* _To do_
Write out, exactly as they appear, only the lines running from the line with "Mark the gradient" to the final line of the listing; include both.
○ ○ ○ ○
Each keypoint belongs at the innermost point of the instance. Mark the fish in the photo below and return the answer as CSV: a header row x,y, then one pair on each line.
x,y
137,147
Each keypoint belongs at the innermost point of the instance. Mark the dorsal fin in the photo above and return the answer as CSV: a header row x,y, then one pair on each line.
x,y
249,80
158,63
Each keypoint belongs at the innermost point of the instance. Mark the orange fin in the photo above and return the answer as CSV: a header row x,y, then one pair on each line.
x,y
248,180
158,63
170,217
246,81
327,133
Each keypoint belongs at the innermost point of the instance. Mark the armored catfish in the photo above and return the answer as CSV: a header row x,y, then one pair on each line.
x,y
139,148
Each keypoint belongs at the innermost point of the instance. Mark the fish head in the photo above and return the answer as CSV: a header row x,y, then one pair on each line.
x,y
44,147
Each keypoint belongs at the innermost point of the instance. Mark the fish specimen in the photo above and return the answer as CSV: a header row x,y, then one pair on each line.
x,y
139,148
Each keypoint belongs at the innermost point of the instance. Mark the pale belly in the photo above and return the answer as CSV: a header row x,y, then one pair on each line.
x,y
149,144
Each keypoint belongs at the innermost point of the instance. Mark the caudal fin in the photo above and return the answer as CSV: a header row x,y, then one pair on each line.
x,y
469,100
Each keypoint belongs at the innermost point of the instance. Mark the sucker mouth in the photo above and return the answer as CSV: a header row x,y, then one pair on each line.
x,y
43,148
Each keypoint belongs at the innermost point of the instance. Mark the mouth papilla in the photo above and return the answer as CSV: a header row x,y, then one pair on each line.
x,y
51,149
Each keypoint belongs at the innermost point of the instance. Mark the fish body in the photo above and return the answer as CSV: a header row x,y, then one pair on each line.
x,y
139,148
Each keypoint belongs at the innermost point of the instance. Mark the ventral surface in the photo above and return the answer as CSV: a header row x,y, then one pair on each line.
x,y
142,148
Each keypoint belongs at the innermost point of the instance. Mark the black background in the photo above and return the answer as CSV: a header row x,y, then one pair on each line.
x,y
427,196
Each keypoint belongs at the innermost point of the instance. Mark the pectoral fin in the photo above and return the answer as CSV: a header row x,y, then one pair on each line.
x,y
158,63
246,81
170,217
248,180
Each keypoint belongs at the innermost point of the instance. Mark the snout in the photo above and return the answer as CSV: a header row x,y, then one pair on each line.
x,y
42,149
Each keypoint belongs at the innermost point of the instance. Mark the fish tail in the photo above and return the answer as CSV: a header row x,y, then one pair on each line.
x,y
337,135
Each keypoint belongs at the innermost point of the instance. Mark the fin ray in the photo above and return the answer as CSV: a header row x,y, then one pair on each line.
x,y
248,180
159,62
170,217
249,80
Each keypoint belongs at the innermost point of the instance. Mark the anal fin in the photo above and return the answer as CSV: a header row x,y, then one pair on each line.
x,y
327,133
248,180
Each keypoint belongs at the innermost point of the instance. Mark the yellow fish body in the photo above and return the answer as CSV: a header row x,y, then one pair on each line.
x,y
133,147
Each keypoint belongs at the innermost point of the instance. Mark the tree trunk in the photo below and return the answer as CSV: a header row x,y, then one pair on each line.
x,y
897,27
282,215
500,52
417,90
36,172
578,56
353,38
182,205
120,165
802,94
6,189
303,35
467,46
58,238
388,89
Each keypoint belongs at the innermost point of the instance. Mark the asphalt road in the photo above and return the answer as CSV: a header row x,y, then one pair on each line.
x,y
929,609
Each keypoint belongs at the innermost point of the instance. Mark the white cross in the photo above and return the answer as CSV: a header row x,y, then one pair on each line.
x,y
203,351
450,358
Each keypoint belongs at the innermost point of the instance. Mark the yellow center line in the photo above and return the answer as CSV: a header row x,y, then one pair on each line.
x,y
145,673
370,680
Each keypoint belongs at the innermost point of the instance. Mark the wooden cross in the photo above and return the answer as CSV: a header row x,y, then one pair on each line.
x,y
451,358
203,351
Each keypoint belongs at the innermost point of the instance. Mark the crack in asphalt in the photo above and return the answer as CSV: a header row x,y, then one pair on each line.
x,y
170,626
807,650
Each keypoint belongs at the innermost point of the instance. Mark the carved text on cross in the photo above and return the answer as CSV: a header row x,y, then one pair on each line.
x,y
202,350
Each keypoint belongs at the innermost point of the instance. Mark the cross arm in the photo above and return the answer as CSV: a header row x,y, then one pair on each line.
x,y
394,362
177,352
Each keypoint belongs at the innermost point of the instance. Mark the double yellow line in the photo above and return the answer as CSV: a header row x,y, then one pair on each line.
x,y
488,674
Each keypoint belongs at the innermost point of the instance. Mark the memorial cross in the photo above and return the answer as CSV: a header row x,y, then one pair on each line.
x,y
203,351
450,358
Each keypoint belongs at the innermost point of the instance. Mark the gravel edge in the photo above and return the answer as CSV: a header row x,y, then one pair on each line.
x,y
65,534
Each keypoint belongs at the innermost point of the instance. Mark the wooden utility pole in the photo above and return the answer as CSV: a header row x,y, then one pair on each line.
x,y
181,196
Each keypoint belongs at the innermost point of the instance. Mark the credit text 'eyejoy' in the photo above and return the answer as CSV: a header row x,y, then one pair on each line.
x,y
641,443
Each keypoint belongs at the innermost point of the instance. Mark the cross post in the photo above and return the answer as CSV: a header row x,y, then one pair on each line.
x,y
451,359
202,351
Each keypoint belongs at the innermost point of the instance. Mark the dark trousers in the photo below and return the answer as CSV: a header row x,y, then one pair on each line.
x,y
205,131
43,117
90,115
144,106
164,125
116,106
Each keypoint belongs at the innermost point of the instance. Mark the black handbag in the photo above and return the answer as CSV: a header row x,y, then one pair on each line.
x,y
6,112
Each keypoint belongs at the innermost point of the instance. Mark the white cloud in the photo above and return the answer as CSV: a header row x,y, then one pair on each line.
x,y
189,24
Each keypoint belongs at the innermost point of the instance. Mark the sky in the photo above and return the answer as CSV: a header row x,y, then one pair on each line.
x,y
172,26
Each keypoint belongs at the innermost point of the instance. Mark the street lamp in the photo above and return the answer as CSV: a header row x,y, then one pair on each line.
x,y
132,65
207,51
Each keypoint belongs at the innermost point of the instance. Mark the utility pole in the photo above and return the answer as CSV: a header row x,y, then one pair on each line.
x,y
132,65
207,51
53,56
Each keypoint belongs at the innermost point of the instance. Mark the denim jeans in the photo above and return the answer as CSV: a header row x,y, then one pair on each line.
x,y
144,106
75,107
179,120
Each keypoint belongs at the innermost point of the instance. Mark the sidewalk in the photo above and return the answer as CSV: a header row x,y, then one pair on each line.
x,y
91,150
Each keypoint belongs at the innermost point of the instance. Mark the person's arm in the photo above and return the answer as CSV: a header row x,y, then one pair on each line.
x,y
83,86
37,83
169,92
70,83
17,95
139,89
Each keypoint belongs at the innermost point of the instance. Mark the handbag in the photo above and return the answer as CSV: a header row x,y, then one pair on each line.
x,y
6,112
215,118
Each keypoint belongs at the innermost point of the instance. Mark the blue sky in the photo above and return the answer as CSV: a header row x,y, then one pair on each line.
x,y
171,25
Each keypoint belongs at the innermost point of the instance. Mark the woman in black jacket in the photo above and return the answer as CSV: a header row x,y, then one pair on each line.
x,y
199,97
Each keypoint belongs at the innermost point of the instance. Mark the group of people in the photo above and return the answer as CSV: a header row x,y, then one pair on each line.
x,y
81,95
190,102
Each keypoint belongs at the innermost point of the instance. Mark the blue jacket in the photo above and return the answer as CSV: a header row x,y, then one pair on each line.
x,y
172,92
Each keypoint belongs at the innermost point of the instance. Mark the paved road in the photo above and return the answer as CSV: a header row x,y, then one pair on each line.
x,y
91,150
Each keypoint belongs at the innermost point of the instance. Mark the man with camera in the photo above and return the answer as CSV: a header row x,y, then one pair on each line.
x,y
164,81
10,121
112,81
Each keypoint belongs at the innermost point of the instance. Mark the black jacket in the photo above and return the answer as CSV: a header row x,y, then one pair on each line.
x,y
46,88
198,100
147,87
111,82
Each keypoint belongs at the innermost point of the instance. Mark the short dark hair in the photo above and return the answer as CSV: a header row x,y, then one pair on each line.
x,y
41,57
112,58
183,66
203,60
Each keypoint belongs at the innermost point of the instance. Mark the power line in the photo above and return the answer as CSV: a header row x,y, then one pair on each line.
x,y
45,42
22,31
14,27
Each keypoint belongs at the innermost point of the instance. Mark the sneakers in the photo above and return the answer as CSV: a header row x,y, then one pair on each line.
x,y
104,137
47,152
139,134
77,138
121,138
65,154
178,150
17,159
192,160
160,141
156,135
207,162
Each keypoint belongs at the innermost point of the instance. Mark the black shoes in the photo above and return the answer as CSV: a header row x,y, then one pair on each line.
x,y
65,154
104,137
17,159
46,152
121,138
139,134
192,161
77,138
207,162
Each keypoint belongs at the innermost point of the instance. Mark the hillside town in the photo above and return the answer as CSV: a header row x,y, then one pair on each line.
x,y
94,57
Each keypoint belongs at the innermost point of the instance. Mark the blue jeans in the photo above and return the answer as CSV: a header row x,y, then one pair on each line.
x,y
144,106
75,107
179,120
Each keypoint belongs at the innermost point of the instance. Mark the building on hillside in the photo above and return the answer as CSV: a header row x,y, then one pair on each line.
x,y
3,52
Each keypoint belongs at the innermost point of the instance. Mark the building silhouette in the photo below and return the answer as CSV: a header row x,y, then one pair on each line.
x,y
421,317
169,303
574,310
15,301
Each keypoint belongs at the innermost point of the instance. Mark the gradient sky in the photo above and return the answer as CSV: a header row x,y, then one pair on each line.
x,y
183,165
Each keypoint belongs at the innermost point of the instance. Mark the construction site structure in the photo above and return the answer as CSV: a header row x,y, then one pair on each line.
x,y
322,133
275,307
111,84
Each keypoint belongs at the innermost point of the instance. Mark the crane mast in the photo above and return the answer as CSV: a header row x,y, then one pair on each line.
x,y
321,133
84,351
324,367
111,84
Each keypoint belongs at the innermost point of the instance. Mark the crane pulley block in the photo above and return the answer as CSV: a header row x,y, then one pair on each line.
○ ○ ○ ○
* _Response for this exercise_
Each keypoint belongs at the innermost point of the instance. Mark the gradient sky in the photo above and return the answer as CSV: a header row x,y, then one pair on each line.
x,y
183,165
Each keypoint belongs at the innermost point of the instance. Mark the construction site structure in the photo above and return the answer as CSV: a header row x,y, then one pair on each line.
x,y
322,133
275,307
111,84
Each keypoint belongs at the innermost point of the instance. Mark the crane mast in the photo above and return the answer as CSV: a header row x,y, then one pair on each line.
x,y
321,133
84,351
324,367
111,84
Each keypoint belongs at the innermost point of the instance. Mark the crane pulley block in the photo above and return the answer as CSV: a header row x,y, then one pair on each line.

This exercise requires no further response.